## QUESTIONS
**A.** Do these statements agree with the passage on MBC's broadcasting history? For each, answer yes or no and quote the words from the passage that decide it.
(i) MBC aired its first color TV program in 1966.
(ii) Kagoshima TV launched in 1972.
(iii) NHK held 25% of average daily ratings in Kagoshima Prefecture in the 1971 survey.
**B.** According to the passage on MBC's broadcasting history, what share of average daily ratings in Kagoshima Prefecture did Minaminihon Broadcasting hold in the 1971 survey?
**C.** Please extend the passage on MBC's broadcasting history, starting after its last sentence.

## SOURCE DOCUMENT
▬▬▬
On July 7, 1966, MBC broadcast a color TV program for the first time. At that time, Minaminihon Broadcasting only broadcast 2.5 hours of color programs every week. In 1969, with the launch of Kagoshima TV, some of the TV programs broadcast by MBC moved to Kagoshima TV. At the same time, the advertising revenue was also affected by the emergence of competitors. In 1972, MBC fully rebroadcast that year's National Sports Festival held in Kagoshima Prefecture, and assisted in organizing the 20th Japan Private Broadcasting Conference. The sense of presence in the Japanese broadcasting industry was also greatly enhanced by these two activities. According to the ratings survey conducted jointly by South Nippon Broadcasting and Kagoshima TV in 1971, Minaminihon Broadcasting accounted for 56.5% of the average daily ratings in Kagoshima Prefecture at that time (25% for NHK and 19.8% for Kagoshima TV), with an overwhelming advantage.
▬▬▬
## DATA FOR REVIEW

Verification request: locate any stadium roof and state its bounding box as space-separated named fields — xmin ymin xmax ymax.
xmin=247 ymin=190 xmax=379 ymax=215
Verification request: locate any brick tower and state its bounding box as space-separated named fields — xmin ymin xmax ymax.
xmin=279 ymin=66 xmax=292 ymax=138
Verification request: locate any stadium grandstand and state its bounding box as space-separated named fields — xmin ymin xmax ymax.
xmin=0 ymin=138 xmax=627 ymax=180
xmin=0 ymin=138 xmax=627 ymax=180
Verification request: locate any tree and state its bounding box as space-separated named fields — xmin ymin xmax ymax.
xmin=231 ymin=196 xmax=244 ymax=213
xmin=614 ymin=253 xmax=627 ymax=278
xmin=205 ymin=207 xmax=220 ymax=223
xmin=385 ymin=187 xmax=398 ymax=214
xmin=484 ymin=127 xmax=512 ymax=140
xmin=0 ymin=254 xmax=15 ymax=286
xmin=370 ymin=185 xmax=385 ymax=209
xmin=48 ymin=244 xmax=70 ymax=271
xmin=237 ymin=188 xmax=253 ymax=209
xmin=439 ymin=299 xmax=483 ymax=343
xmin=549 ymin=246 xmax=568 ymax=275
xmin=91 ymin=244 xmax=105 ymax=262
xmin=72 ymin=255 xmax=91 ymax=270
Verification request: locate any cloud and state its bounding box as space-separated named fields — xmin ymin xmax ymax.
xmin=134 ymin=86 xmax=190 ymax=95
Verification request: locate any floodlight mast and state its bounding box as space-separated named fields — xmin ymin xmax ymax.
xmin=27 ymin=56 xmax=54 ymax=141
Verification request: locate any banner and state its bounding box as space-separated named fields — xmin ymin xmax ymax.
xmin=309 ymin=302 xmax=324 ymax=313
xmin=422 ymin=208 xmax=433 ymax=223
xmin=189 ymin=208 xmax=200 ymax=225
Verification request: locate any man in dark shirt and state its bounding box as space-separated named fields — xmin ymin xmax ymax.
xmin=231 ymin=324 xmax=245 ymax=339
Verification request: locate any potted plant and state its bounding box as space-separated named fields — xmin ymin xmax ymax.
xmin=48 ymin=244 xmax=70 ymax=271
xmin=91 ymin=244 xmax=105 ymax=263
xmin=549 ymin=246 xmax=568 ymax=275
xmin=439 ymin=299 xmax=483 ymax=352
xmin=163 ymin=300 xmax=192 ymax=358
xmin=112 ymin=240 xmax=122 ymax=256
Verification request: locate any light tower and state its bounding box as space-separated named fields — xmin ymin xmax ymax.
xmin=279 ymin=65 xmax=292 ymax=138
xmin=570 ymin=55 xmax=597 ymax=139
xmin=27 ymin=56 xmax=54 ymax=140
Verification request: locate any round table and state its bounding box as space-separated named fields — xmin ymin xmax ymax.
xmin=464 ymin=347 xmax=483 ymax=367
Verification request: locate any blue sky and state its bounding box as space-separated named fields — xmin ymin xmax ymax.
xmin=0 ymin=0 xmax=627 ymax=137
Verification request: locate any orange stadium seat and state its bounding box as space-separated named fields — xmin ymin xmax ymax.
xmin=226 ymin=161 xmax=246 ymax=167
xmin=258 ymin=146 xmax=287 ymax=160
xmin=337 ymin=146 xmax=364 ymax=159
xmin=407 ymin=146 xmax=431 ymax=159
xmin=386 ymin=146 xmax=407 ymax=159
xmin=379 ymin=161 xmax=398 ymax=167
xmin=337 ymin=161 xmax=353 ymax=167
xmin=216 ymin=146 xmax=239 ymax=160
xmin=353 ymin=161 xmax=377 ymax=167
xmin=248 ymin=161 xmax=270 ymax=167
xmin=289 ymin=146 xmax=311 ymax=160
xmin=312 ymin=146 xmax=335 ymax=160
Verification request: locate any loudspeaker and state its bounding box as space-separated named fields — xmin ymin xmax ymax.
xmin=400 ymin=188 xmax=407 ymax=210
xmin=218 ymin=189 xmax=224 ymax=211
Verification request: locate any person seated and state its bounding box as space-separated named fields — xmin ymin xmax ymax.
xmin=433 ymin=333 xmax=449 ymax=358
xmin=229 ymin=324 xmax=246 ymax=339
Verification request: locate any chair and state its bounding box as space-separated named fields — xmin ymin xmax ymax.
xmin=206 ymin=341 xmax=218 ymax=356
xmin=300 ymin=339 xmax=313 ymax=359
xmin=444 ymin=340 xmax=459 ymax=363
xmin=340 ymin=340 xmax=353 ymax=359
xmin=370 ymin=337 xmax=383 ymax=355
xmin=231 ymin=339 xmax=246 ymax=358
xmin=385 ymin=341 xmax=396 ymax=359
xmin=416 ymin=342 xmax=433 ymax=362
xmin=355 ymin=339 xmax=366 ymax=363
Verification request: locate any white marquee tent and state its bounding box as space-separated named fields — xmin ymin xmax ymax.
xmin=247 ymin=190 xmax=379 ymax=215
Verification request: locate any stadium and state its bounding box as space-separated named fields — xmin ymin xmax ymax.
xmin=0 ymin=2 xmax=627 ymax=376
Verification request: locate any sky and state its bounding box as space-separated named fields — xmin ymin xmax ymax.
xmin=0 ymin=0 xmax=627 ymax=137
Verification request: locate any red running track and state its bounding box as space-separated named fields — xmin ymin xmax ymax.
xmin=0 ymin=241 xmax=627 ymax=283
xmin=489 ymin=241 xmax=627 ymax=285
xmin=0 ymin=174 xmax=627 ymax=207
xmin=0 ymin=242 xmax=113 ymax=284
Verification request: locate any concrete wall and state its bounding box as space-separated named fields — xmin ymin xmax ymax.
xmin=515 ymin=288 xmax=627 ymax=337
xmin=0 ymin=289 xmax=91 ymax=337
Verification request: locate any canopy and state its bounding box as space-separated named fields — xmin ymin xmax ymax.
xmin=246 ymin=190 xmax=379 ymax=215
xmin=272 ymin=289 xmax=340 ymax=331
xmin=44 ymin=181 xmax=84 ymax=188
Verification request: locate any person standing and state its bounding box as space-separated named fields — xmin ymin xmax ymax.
▬▬▬
## TASK RESPONSES
**A.**
(i) Yes: "On July 7, 1966, MBC broadcast a color TV program for the first time."
(ii) No: "In 1969, with the launch of Kagoshima TV"
(iii) Yes: "25% for NHK"

**B.** 56.5%.

**C.**
In 1973, for its 20th anniversary, Minaminihon Broadcasting was stimulated by the large-scale expositions that were popular all over Japan at that time, and planned to hold the "Sun Expo" event at a cost of 5 billion yen. But due to the impact of the first oil crisis, the plan was shelved. But four years later, in 1977, to commemorate the 100th anniversary of Saigo Takamori's death, Minaminihon Broadcasting held the "Onishigo Expo", which attracted more than 400,000 people to visit. On January 28 of the same year, Minaminihon Broadcasting set up a relay station in Naze, Amami Oshima, so that Amami Oshima could also watch programs from private TV stations. In 1975, Minaminihon Broadcasting launched a new logo.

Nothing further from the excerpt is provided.